Please format the data below as a two-column CSV with the headers input and output, giving each input and its answer one row. Put each value in a single quoted field and replace its line breaks with spaces.

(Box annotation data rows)
------------------------------

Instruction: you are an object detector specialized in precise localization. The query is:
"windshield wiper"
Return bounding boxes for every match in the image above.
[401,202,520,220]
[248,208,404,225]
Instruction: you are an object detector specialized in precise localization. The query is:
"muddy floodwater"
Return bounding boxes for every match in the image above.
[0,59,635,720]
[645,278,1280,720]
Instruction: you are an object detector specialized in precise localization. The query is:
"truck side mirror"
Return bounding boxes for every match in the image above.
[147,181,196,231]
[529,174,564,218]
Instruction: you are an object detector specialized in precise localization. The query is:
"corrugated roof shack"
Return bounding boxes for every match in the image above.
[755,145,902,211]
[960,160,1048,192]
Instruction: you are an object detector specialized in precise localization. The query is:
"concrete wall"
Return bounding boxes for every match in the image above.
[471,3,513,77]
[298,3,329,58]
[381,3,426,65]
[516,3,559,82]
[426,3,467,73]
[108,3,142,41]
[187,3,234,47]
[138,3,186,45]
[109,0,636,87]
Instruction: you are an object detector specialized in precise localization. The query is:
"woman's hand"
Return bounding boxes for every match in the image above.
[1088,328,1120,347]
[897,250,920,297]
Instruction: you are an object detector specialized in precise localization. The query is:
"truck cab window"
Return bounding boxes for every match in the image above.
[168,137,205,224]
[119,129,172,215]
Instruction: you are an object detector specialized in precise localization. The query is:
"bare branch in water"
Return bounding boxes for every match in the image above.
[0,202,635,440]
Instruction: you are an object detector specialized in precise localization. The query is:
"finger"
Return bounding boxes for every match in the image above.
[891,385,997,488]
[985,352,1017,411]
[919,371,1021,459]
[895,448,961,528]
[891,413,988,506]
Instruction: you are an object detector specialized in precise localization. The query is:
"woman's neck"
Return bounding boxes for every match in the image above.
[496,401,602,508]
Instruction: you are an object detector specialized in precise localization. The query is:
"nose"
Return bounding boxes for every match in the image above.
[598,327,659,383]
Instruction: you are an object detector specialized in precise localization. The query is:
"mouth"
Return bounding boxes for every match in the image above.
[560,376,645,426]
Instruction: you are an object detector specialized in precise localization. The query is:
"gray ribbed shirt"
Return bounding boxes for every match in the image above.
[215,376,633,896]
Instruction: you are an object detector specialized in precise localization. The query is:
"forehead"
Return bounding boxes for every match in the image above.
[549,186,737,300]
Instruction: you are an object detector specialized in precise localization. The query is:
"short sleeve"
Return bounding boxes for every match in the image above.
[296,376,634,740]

------------------------------

Written response.
input,output
"Instruction: you are an object detector specialized in precise localization. The query is: ""windshield wiper"" Return bounding boxes for every match in the image above.","[401,202,520,220] [248,208,404,225]"
"Instruction: you are an object detector specialized in precise localization. The query is: ""muddy floodwater"" Return bounding boxes for every match in the image above.","[0,59,635,720] [645,278,1280,720]"
"Instruction: you are an object detector specialized in precise localization. The query is: ""truck side mirror"" Return bounding boxes for every match in the image above.","[147,181,196,231] [529,174,564,218]"
"Instruction: you are an object detector specialized in precise localization. The query is: ""corrugated roof shack"" Return bounding boxes for every match in the image above.","[755,145,902,211] [960,160,1048,192]"
"Instruction: you are an object detector specialized in precise localization. The query is: ""concrete wall"" Return bounding boxes for every match in the image above.","[471,3,513,77] [298,3,329,58] [381,3,426,65] [516,3,559,82] [426,3,467,73] [108,3,142,41] [187,3,234,47] [138,3,186,45] [109,0,636,87]"
"Instruction: you are an object detector specialized in precise localization. The query is: ""woman's hand"" Return bounding boxes for every match in the image above.","[1088,328,1120,347] [897,250,920,297]"
"Instruction: you are an object detector specialized in precise localization. The query is: ""truck cab window"" Return bounding boxes for every match in the image above.","[168,137,205,224] [119,129,172,215]"
"Instruction: you are an object detector specialized in precise localization. The query is: ""bare branch in water"" Return bounding boxes for every match in the image above.","[0,202,635,440]"
"Instruction: you are an object detector specialized in precise localization. The query is: ""finger"" Return bounding boxes for every match in the image above.","[891,385,997,488] [985,352,1017,411] [919,371,1021,459] [895,448,961,528] [891,413,988,506]"
"Instruction: you are an object detector specialized in precise localization. The query is: ""woman's neck"" Return bounding boxes for every match in the image above.","[496,401,602,508]"
"Instruction: you are an object detector specialized in precise localization. The query is: ""nose"" Return bounding boxes for every match in the image above.","[598,327,659,383]"
"Instruction: you are an object detector specialized in precise localization. The query is: ""mouth"" Return bounding boxes for every match in the image above.","[560,376,645,426]"
"Instruction: you are an object detector specialized in precise localization. The query is: ""gray ribbed shirt"" Return bounding boxes for every match in the image above.","[215,376,633,896]"
"Instruction: you are an object detector specialized in precise localization. The query is: ""forehead"" Return bounding boxes for every match in the image above.","[549,186,737,300]"
"Instruction: you are an object detector specialized in precise localization. The query is: ""short sleeve"" Return bounding boxes for every match in the image above.","[296,376,634,740]"